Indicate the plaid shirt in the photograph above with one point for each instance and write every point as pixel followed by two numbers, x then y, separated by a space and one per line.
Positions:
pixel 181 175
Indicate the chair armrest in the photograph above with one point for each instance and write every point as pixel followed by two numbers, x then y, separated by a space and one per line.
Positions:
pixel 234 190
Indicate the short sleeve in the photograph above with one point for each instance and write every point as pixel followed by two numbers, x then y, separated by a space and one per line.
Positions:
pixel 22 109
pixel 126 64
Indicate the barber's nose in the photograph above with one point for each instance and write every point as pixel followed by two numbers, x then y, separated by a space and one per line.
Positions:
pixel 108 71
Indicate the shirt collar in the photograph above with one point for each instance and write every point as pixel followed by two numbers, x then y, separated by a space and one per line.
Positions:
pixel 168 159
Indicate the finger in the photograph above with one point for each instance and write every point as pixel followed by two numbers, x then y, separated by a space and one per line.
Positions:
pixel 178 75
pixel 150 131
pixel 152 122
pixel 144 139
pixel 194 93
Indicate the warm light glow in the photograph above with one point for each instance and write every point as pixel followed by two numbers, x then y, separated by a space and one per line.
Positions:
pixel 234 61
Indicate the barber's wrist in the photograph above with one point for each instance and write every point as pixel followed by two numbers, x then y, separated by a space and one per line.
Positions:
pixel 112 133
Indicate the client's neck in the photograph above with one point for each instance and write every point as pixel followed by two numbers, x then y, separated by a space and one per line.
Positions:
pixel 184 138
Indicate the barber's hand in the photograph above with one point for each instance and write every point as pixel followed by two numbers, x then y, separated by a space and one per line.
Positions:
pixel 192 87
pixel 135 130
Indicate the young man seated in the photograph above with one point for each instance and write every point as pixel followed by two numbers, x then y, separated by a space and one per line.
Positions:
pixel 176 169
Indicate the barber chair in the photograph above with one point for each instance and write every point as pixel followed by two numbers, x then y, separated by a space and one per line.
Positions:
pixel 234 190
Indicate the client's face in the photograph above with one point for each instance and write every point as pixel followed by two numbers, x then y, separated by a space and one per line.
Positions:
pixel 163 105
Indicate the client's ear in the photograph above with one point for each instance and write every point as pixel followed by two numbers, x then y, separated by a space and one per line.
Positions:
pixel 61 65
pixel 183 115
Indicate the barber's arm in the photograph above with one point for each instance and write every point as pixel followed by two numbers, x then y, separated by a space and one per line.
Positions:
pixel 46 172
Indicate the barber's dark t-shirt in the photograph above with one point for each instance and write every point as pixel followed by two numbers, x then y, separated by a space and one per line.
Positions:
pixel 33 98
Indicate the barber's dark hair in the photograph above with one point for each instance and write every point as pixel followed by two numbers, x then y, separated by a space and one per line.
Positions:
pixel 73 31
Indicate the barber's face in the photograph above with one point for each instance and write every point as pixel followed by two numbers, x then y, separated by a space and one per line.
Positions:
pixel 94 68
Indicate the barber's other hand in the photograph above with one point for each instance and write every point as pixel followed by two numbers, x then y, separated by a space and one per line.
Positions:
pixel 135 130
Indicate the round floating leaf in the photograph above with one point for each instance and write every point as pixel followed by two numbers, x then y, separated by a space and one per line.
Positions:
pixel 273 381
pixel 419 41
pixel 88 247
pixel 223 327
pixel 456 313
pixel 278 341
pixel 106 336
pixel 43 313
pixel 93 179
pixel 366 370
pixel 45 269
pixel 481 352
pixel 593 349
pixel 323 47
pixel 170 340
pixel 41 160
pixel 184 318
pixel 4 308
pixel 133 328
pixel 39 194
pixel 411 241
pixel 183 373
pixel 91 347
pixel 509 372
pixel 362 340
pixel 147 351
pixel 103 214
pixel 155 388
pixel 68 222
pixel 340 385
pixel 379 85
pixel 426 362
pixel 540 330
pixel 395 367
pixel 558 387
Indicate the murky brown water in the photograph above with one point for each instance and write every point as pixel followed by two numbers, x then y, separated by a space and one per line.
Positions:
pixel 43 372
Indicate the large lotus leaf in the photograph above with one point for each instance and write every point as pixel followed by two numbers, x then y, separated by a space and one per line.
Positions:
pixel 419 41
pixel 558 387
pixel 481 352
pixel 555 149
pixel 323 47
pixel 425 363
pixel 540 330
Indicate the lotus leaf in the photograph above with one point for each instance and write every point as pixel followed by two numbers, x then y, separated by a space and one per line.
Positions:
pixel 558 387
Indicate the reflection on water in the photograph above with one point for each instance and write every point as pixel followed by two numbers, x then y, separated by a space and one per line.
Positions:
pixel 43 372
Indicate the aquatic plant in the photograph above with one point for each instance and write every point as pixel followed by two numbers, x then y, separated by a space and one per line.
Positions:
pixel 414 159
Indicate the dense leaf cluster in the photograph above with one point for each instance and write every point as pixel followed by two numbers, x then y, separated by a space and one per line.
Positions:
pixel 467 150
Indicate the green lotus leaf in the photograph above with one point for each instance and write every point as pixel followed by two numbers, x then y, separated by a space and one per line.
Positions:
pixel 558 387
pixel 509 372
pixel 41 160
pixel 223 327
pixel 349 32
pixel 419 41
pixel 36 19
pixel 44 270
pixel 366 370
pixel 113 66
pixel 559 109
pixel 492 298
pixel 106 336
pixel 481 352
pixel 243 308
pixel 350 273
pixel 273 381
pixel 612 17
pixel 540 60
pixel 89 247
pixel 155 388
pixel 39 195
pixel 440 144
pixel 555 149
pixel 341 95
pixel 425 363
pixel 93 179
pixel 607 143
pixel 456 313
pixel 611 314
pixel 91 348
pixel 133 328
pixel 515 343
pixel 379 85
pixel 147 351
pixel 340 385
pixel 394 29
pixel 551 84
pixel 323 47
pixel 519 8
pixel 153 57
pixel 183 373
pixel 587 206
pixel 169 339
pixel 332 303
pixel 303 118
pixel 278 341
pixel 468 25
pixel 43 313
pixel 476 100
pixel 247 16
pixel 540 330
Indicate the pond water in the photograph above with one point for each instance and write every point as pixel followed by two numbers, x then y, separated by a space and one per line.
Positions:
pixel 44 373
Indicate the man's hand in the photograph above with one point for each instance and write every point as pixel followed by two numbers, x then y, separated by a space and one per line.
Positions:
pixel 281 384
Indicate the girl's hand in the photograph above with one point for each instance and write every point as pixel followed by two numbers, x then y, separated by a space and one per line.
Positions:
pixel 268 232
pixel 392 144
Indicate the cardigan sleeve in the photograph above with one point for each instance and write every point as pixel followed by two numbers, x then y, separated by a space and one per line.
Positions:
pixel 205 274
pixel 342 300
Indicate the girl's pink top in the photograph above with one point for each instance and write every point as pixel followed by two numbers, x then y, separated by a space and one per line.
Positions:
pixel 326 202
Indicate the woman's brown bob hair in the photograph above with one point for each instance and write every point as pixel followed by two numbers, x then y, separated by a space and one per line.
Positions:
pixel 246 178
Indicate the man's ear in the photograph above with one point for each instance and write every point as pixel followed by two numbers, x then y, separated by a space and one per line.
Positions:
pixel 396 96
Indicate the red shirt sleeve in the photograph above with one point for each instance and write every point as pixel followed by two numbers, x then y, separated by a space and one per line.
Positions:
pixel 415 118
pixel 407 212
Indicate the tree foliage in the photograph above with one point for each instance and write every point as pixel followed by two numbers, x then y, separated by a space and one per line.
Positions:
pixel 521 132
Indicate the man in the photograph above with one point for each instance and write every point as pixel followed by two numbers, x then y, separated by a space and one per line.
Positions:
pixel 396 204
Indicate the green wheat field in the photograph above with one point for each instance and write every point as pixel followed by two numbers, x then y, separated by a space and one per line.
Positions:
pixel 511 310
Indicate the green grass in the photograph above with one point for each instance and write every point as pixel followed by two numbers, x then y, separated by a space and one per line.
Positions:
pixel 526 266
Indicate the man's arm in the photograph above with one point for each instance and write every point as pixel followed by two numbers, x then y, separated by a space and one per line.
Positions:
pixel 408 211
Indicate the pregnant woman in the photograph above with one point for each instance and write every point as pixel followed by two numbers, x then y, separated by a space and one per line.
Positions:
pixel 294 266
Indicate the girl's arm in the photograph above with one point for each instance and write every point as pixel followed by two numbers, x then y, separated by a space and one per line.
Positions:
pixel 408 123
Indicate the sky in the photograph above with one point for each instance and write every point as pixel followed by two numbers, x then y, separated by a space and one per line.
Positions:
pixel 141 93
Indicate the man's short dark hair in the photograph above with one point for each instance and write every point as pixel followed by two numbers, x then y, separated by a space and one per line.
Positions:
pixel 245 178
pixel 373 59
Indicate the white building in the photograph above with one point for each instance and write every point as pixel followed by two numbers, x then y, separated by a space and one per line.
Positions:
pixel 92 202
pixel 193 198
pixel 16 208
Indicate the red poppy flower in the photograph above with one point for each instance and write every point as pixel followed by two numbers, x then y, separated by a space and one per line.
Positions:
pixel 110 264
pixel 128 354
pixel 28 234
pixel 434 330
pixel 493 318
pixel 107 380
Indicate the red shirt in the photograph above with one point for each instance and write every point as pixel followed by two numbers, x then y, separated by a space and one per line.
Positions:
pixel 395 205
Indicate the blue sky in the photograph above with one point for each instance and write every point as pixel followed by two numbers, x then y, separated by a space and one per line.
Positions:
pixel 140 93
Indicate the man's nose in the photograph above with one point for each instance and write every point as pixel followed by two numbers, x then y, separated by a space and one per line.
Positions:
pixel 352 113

▶ **Task objective**:
In the records above, some lines may contain the word "green"; copy every one of them.

▶ **Answer to this exercise**:
Indicate the green lotus leaf in the photograph above with one point for each instance and write every point as pixel followed by two numbers, x then y, separated by a space and one per line.
Indicate the green wheat field in the photograph above with one point for each instance and write every point as pixel followed by two numbers, x then y, separated by a space and one per line.
Indicate the green grass in the photograph above with one point for each instance and write every point as pixel followed by two numbers, x then y, separated by a space and one per line.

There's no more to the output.